TASK DATA
++++++++

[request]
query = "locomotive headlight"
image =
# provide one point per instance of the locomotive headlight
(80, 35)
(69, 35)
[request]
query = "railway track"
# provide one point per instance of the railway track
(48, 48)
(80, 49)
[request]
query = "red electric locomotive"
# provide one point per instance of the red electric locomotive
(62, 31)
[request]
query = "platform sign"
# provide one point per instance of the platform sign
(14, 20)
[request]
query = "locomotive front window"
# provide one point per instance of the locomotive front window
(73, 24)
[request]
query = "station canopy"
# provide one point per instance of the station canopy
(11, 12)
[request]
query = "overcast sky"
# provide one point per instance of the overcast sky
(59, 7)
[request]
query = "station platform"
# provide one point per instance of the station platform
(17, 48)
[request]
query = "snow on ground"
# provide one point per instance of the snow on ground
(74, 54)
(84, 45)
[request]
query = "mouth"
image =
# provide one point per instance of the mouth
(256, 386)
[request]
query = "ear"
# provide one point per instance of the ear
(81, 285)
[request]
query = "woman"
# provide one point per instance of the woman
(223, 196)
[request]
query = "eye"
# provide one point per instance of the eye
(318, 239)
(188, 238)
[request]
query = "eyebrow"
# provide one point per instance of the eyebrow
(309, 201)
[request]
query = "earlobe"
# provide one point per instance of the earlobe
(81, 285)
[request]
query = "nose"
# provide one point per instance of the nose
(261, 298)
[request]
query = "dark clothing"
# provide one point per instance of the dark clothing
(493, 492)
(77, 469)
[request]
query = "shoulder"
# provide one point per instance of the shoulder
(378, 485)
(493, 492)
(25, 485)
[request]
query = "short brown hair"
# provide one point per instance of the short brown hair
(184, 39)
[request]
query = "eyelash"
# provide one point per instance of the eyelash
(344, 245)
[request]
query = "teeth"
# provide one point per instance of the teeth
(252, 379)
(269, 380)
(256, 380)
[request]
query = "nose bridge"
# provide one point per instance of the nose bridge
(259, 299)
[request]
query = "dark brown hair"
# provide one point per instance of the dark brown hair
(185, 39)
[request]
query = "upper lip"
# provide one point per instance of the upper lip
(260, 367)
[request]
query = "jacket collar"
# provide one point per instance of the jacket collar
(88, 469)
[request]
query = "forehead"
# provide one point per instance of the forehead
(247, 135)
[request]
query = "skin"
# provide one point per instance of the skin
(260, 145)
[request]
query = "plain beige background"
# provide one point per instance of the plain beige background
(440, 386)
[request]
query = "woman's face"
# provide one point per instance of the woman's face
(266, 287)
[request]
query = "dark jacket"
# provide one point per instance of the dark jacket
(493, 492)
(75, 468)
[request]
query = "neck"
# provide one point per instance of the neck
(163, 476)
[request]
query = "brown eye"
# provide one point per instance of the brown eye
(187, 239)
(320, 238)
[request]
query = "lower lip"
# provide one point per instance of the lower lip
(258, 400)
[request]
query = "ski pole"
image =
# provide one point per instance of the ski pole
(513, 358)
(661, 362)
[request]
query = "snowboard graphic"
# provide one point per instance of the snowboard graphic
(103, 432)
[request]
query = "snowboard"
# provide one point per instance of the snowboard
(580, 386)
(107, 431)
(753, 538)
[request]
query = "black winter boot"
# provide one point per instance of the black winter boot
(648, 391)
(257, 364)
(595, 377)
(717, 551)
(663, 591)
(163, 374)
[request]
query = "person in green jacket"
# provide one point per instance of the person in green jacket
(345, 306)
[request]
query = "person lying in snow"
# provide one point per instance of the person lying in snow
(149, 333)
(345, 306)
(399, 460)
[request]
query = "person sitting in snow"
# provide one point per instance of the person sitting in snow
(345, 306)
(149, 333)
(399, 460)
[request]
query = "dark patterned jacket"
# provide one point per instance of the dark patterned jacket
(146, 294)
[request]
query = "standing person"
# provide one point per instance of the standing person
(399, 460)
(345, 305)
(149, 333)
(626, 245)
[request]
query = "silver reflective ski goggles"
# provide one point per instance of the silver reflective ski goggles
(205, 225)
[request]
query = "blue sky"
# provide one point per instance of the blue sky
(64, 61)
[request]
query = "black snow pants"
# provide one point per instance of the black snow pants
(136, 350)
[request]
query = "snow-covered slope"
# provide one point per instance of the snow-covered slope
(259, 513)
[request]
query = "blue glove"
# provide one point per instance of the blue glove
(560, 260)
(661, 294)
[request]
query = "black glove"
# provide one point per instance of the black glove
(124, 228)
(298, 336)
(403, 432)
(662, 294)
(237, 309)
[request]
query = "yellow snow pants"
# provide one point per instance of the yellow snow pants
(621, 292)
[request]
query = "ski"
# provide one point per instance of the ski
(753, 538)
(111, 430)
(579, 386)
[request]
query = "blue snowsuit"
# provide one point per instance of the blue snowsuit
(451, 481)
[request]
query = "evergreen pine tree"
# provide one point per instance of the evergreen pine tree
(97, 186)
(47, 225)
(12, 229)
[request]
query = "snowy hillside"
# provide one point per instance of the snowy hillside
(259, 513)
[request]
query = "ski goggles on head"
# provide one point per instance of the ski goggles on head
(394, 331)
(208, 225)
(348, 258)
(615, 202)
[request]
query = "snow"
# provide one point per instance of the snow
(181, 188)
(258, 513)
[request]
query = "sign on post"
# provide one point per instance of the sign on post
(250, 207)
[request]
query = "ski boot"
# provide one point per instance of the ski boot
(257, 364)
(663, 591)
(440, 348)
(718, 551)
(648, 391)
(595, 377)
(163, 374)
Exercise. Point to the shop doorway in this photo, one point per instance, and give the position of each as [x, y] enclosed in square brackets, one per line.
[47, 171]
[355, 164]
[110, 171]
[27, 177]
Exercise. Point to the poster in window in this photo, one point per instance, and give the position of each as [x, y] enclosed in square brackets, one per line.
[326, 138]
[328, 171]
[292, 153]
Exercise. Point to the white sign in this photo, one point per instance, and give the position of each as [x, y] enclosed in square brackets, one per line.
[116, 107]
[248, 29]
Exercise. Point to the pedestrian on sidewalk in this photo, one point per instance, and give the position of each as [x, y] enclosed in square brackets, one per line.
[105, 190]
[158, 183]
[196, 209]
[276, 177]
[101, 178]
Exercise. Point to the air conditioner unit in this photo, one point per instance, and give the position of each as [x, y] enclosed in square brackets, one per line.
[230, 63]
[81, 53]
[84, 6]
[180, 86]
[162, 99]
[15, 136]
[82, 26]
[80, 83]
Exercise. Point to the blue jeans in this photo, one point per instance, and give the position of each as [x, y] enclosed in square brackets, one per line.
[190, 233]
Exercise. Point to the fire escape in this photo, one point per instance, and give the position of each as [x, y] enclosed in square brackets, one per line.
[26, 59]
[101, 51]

++++++++

WHAT THIS TASK INVOLVES
Every entry in the data should be returned exactly.

SOLVED EXERCISE
[request]
query = "locomotive headlight"
image =
# provide one point per instance of the locomotive headlight
(80, 35)
(69, 35)
[request]
query = "railway track"
# provide one point per instance of the railway track
(48, 48)
(80, 49)
[request]
query = "red electric locomotive"
# provide one point per instance of the red electric locomotive
(62, 31)
[request]
query = "platform sign"
# provide one point per instance of the platform sign
(14, 20)
[request]
query = "locomotive front window"
# provide one point per instance of the locomotive front window
(73, 24)
[request]
query = "station canopy"
# provide one point per instance of the station canopy
(11, 12)
[request]
query = "overcast sky"
# provide one point per instance of the overcast sky
(59, 7)
[request]
query = "station platform"
# provide one point per instance of the station platform
(17, 48)
[request]
query = "snow on ground"
# provide one point per instance of the snow on ground
(74, 54)
(84, 45)
[request]
query = "mouth"
image =
# provide one point per instance of the mouth
(256, 386)
[request]
query = "ear"
# provide one point per instance of the ear
(81, 285)
[request]
query = "woman"
# provide one point per instance of the woman
(223, 196)
[request]
query = "eye"
# provide one point per instance of the eye
(318, 239)
(188, 238)
[request]
query = "eyebrow"
# provide one point per instance of the eyebrow
(309, 201)
[request]
query = "earlobe"
# provide one point per instance of the earlobe
(81, 285)
[request]
query = "nose"
# provide one point per instance of the nose
(261, 298)
[request]
query = "dark clothing"
# provide one point per instance of the dark clothing
(493, 492)
(77, 469)
[request]
query = "shoulder"
# provide one point per instance of the shoulder
(378, 485)
(493, 492)
(25, 485)
[request]
query = "short brown hair"
# provide one point per instance of the short brown hair
(184, 39)
[request]
query = "eyelash"
# provide one point per instance of the eyelash
(344, 245)
[request]
query = "teeth"
# provide one point per instance of the teeth
(252, 379)
(269, 380)
(256, 380)
[request]
query = "nose bridge"
# provide one point per instance of the nose bridge
(259, 299)
[request]
query = "dark brown hair"
# provide one point per instance of the dark brown hair
(185, 39)
[request]
query = "upper lip"
# provide one point per instance of the upper lip
(260, 367)
[request]
query = "jacket collar"
# provide one point per instance of the jacket collar
(88, 469)
[request]
query = "forehead"
# provide one point per instance of the forehead
(247, 135)
[request]
query = "skin"
# provide one point per instance of the skin
(260, 145)
[request]
query = "plain beige background"
# provide one point per instance of the plain beige background
(440, 386)
[request]
query = "woman's face"
# provide one point per instance of the woman's face
(266, 287)
[request]
query = "dark jacket"
# provide one point per instance of the dark jacket
(493, 492)
(75, 468)
[request]
query = "neck"
# provide one point per instance of the neck
(163, 476)
[request]
query = "brown eye"
# provide one point per instance of the brown eye
(187, 239)
(320, 238)
[request]
query = "lower lip"
# provide one point per instance of the lower lip
(258, 400)
[request]
query = "ski pole"
image =
# provide one point per instance of the ski pole
(513, 358)
(661, 362)
[request]
query = "snowboard graphic"
# provide one point per instance of the snowboard graphic
(103, 432)
[request]
query = "snowboard"
# provide one point per instance of the snowboard
(580, 386)
(107, 431)
(753, 538)
[request]
query = "black winter boot"
# provide one point per instance of the black winter boot
(648, 391)
(257, 364)
(595, 377)
(717, 551)
(663, 591)
(163, 374)
[request]
query = "person in green jacket"
# provide one point per instance of the person in green jacket
(345, 306)
[request]
query = "person lying in snow"
# provide one point per instance of the person lying in snow
(149, 333)
(345, 306)
(399, 460)
[request]
query = "person sitting in snow"
# provide one point per instance of the person sitting in snow
(345, 306)
(149, 333)
(399, 460)
[request]
query = "dark patterned jacket"
# provide one point per instance of the dark patterned jacket
(146, 294)
[request]
query = "standing person"
# provide one point per instance of the standing person
(399, 460)
(345, 305)
(149, 333)
(626, 245)
[request]
query = "silver reflective ski goggles"
# provide one point per instance of the silver reflective ski goggles
(205, 225)
[request]
query = "blue sky"
# provide one point per instance of the blue sky
(64, 61)
[request]
query = "black snow pants"
# provide one point per instance of the black snow pants
(136, 350)
[request]
query = "snow-covered slope"
# provide one point per instance of the snow-covered slope
(259, 513)
[request]
query = "blue glove"
# provide one point per instance of the blue glove
(560, 260)
(661, 294)
[request]
query = "black glove"
# provide one point per instance of the black glove
(124, 228)
(298, 336)
(403, 432)
(662, 294)
(237, 309)
[request]
query = "yellow snow pants"
# provide one point per instance of the yellow snow pants
(621, 292)
[request]
query = "ski"
# provide one point per instance of the ski
(753, 538)
(111, 430)
(579, 386)
[request]
query = "blue snowsuit"
# provide one point per instance of the blue snowsuit
(451, 481)
[request]
query = "evergreen pine tree"
# provide one point per instance of the evergreen pine tree
(97, 186)
(47, 225)
(12, 229)
[request]
query = "snowy hillside"
# provide one point per instance of the snowy hillside
(259, 513)
[request]
query = "ski goggles on head"
# provide one point per instance of the ski goggles on head
(394, 331)
(208, 225)
(348, 258)
(615, 202)
[request]
query = "snow"
# provide one point per instance of the snow
(181, 188)
(258, 513)
[request]
query = "sign on post"
# provide one point per instance of the sign on post
(250, 207)
[request]
query = "ski boot"
# provide one point per instance of the ski boot
(257, 364)
(663, 591)
(440, 348)
(718, 551)
(648, 391)
(595, 377)
(163, 374)
Exercise. Point to the shop doorway in this photo, one point per instance, and give the position of each as [x, y] enclosed in square brackets, one per line.
[47, 171]
[355, 164]
[110, 171]
[27, 177]
Exercise. Point to the poster in window in this photo, one point per instance, and give the position of each as [x, y] enclosed in square brackets, one per line.
[326, 138]
[328, 171]
[292, 153]
Exercise. Point to the white sign in this photo, one point per instance, and give the position of each as [x, y] enclosed in square brackets, one per line.
[116, 107]
[248, 29]
Exercise. Point to the pedestrian on sidewalk in this photo, one point per instance, and give the position of each as [x, y] enclosed in square brackets, one per line.
[105, 190]
[158, 183]
[196, 209]
[276, 177]
[101, 178]
Exercise. Point to the air conditioner unit in this photo, one point per instance, and give the position of each as [x, y] enclosed in square brackets, one per line.
[230, 63]
[81, 53]
[84, 6]
[180, 86]
[162, 99]
[15, 136]
[82, 26]
[80, 83]
Exercise. Point to the blue jeans in this photo, one point per instance, and give the position of each as [x, y] enclosed in square brackets, one per line.
[190, 233]
Exercise. Point to the fire escape in this photo, one point per instance, and give the position of each as [x, y] enclosed in square brackets, one per line.
[26, 59]
[101, 51]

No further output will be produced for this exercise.